Trecho do texto:
◆ ◆ ◆
Relembro que em 2001 essa foi uma questão definitiva para que eu não fosse aceito pela Igreja Evangélica de Confissão Luterana no Brasil (IECLB) para a realização do Período Prático de Habilitação ao Ministério (PPHM) e posterior ordenação como pastor dessa igreja. Na conversa constrangedora que tive com o então Pastor Presidente da Igreja, Huberto Kircheim, uma das perguntas que ele me fez foi se eu “me confessava publicamente como gay”. Naquele momento, por conta de uma estratégia articulada com colegas, eu respondi “publicamente não”. Não adiantou. O resumo da história – que pode soar meio bizarra vinte anos depois – é que nunca cheguei a ser ordenado.
◆ ◆ ◆
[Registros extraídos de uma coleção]
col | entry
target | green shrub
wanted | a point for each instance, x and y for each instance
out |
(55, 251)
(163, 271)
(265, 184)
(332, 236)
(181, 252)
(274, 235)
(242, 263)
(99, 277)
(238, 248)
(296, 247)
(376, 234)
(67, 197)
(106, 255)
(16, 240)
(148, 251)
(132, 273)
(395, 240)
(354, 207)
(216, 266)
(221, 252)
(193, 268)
◆ ◆ ◆
Tarefas e exercícios:
- A) Imprima, do relato sobre a ordenação negada pela IECLB, o trecho que vai de "Relembro que em" até "a ser ordenado.".
- B) Dê a sequência do relato sobre a ordenação negada pela IECLB, começando logo após a última frase apresentada.

Resultados por tarefa:
- A)
Relembro que em 2001 essa foi uma questão definitiva para que eu não fosse aceito pela Igreja Evangélica de Confissão Luterana no Brasil (IECLB) para a realização do Período Prático de Habilitação ao Ministério (PPHM) e posterior ordenação como pastor dessa igreja. Na conversa constrangedora que tive com o então Pastor Presidente da Igreja, Huberto Kircheim, uma das perguntas que ele me fez foi se eu “me confessava publicamente como gay”. Naquele momento, por conta de uma estratégia articulada com colegas, eu respondi “publicamente não”. Não adiantou. O resumo da história – que pode soar meio bizarra vinte anos depois – é que nunca cheguei a ser ordenado.

- B)
A questão “pública” foi – e ainda é – determinante quando se trata de orientação sexual. O ato de “sair do armário” – como é chamado o processo de assumir publicamente (nem que seja para uma única pessoa) – uma orientação sexual diferente da heterossexualidade normativa foi e ainda é visto como um ato político de enfrentamento do que hoje chamamos de heteronormatividade. A afirmação do orgulho (LGBTQIA+) é uma forma de denúncia e resistência a esse sistema e seus processos correlacionados. Ela acontece não apenas uma vez, pois em geral precisamos sair do armário durante a vida toda sempre de novo, e não acontece da mesma forma para todas as pessoas. Diversas questões tornam necessário e/ou possível que uma pessoa LGBTQIA+ dê esse passo – e sinta que precisa faze-lo.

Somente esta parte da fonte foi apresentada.